◆ **STUDY TEXT**
Segment Open

While DNase-seq footprinting offers a powerful method to identify transcription factor binding sites, it has a number of limitations. For example, it will not likely be able to precisely identify different transcription factors that bind to the same motif. It will also not identify proteins that indirectly bind DNA via interactions with other DNA binding proteins. This indirect binding likely explains why many binding sites identified by ChIP experiments often lack a recognizable motif. Therefore, to more fully identify and understand how complexes bind DNA, future studies will need to integrate multiple complementary genome-wide data sets, including DNase I footprints, ChIP-seq for many factors, PWMs, and other data sets such as those that have recently identified combinatorial binding interactions between large numbers of transcription factors (Ravasi et al. 2010).
DNase-seq footprinting represents a significant advance toward the better understanding of the location, identity, and affinity for hundreds of thousands of _cis_-regulatory elements genome-wide. For most footprints identified here, it is unknown what trans factor binds to each site. While these data provide a scaffold to more fully annotating the genome, other complementary methods will be required for complete annotation. However, regardless of their identity, we now have evidence of specifically where factors are interacting with the DNA, which is an important step in understanding the components that regulate global gene expression.
Methods
Cell line growth
The source of cells, catalog numbers, and extensive cell growth protocols for all cell types described here can be found on the UCSC Genome Browser ENCODE website (http://genome.ucsc.edu/ENCODE/cellTypes.html).
RNA expression
Total RNA was isolated from these cells using trizol extraction followed by cleanup on RNEasy column (QIAGEN) that included a DNase I step. The RNA was checked for quality using a nanodrop and an Agilent Bioanalyzer. RNA (1 μg) was then processed according to the standard Affymetrix Whole Transcript Sense Target labeling protocol that included a riboreduction step. The fragmented biotin-labeled cDNA was hybridized over 16 h to Affymetrix Exon 1.0 ST arrays and scanned on an Affymetrix Scanner 3000 7G using AGCC software. The resulting cell files were analyzed for quality using Affymetrix Expression Console software. All expression data were submitted to the Gene Expression Omnibus (GSE15805).
DNase I assay
DNase-seq was performed as previously described (Song and Crawford 2010). Briefly, cells were lysed with NP40 and digested with optimal amounts of DNase I enzyme. DNase I ends were made blunt and ligated to biotinylated linkers containing an MmeI restriction site. After digesting with MmeI, DNase I digested ends were enriched on streptavidin magnetic beads (Invitrogen) and ligated to a second set of linkers. DNA was lightly amplified and sequenced using the Illumina GAII. All DNase-seq data have been made publicly available on the UCSC Genome Browser (Regulation Group, Open Chromatin track, March 2006 [hg18] assembly).

Segment Closed

◆ **ASSIGNED TASK**
Output the part of the DNase-seq text starting at "DNase-seq footprinting represents" and ending at "ENCODE website (http://genome.ucsc.edu/ENCODE/cellTypes.html).", copied word for word.

◆ **Referring expression pointing data**
Segment Open

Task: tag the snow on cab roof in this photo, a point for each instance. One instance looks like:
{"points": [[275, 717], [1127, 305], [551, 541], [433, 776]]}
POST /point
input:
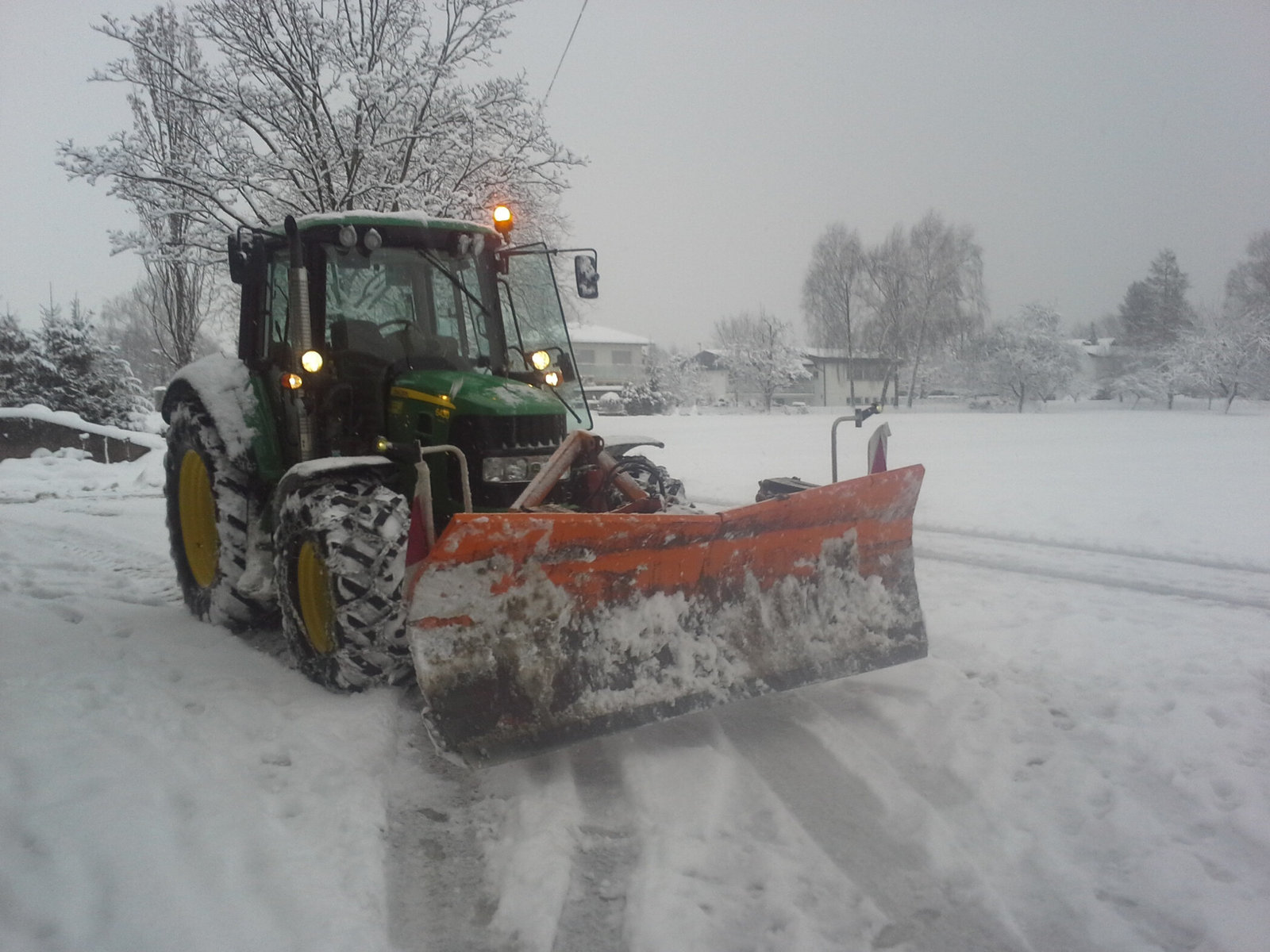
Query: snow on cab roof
{"points": [[364, 216], [595, 334]]}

Segment Closed

◆ **ANSWER SECTION**
DNase-seq footprinting represents a significant advance toward the better understanding of the location, identity, and affinity for hundreds of thousands of _cis_-regulatory elements genome-wide. For most footprints identified here, it is unknown what trans factor binds to each site. While these data provide a scaffold to more fully annotating the genome, other complementary methods will be required for complete annotation. However, regardless of their identity, we now have evidence of specifically where factors are interacting with the DNA, which is an important step in understanding the components that regulate global gene expression.
Methods
Cell line growth
The source of cells, catalog numbers, and extensive cell growth protocols for all cell types described here can be found on the UCSC Genome Browser ENCODE website (http://genome.ucsc.edu/ENCODE/cellTypes.html).